### WRITTEN TASK:
In the data below, take the part that opens with the line containing "Exercise. Put one point on each instance of the cloudy" and runs through the end, and write it out again with "smokestack" replaced by "chimney" and all else unchanged.

• • • • •

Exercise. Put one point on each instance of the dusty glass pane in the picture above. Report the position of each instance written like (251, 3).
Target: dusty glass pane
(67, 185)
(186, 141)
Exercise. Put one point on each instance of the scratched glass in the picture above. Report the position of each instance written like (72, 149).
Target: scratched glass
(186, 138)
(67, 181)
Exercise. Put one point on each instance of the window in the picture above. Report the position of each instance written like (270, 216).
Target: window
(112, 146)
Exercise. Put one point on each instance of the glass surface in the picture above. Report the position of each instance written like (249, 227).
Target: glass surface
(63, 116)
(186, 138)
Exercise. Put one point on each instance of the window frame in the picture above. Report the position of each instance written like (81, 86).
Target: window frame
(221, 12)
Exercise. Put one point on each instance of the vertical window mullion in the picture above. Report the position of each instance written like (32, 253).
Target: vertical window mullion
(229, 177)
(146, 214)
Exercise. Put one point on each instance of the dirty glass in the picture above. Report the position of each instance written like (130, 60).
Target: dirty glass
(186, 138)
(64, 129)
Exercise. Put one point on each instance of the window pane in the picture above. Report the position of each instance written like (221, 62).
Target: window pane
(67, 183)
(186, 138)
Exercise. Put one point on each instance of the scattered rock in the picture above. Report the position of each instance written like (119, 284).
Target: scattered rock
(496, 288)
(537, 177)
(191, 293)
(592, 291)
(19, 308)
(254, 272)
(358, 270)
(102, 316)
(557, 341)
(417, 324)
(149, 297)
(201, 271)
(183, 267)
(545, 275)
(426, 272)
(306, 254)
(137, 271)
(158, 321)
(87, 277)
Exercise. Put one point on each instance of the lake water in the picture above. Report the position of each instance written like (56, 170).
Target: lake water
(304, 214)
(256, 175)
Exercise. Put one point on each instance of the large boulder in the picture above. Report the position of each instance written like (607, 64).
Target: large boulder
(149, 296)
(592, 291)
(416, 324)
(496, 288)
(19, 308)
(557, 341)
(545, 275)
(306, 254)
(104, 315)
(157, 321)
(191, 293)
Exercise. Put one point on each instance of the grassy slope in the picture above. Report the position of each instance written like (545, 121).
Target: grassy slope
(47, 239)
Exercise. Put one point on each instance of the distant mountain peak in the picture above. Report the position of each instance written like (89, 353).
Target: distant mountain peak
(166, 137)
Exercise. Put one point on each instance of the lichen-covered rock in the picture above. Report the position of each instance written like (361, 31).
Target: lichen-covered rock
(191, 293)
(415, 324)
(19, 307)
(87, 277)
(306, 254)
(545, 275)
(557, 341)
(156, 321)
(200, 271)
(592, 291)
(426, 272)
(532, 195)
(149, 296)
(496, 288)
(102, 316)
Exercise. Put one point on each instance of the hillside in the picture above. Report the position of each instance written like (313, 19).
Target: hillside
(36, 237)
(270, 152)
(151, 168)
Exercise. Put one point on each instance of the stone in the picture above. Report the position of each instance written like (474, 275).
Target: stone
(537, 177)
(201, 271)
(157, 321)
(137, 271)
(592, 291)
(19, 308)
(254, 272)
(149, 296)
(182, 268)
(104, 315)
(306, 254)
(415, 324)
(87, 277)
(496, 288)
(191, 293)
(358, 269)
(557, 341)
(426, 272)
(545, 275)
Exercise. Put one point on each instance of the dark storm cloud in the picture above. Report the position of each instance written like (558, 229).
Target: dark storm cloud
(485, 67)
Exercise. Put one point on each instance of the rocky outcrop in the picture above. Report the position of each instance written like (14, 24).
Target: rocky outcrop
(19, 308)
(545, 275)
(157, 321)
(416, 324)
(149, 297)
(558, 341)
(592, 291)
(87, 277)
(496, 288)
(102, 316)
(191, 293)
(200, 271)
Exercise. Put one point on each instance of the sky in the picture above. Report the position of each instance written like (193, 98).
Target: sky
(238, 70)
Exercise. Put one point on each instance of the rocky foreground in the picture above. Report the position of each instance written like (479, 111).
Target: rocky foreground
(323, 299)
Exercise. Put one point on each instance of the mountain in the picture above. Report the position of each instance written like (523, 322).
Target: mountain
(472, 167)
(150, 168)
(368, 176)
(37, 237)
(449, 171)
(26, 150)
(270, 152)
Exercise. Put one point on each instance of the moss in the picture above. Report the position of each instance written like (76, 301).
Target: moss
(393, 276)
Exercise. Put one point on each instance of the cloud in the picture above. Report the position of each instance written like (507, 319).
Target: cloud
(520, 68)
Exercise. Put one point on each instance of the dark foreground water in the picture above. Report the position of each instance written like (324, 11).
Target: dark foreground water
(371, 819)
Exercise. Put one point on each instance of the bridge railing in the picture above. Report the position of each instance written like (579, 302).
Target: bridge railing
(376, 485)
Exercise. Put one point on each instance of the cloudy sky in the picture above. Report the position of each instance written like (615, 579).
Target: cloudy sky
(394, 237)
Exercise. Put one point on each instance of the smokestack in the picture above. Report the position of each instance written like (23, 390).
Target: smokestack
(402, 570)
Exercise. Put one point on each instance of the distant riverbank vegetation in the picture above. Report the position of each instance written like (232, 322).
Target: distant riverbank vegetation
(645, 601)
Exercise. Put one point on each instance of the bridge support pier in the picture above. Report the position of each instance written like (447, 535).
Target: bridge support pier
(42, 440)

• • • • •

### RESPONSE TO THIS TASK:
Exercise. Put one point on each instance of the cloudy sky in the picture above. Report the position of each instance written like (615, 579).
Target: cloudy sky
(394, 237)
Exercise. Put one point on each instance of the chimney in the picture above. Report the position of each instance written like (23, 390).
Target: chimney
(402, 570)
Exercise. Put one point on each instance of the distant riverbank vegetation in the picture above. Report the position of each instance written like (232, 322).
Target: distant riverbank vegetation
(645, 601)
Exercise. Put one point on each instance of the bridge support pier in the picture above. Report the position of each instance written like (447, 535).
Target: bridge support pier
(42, 440)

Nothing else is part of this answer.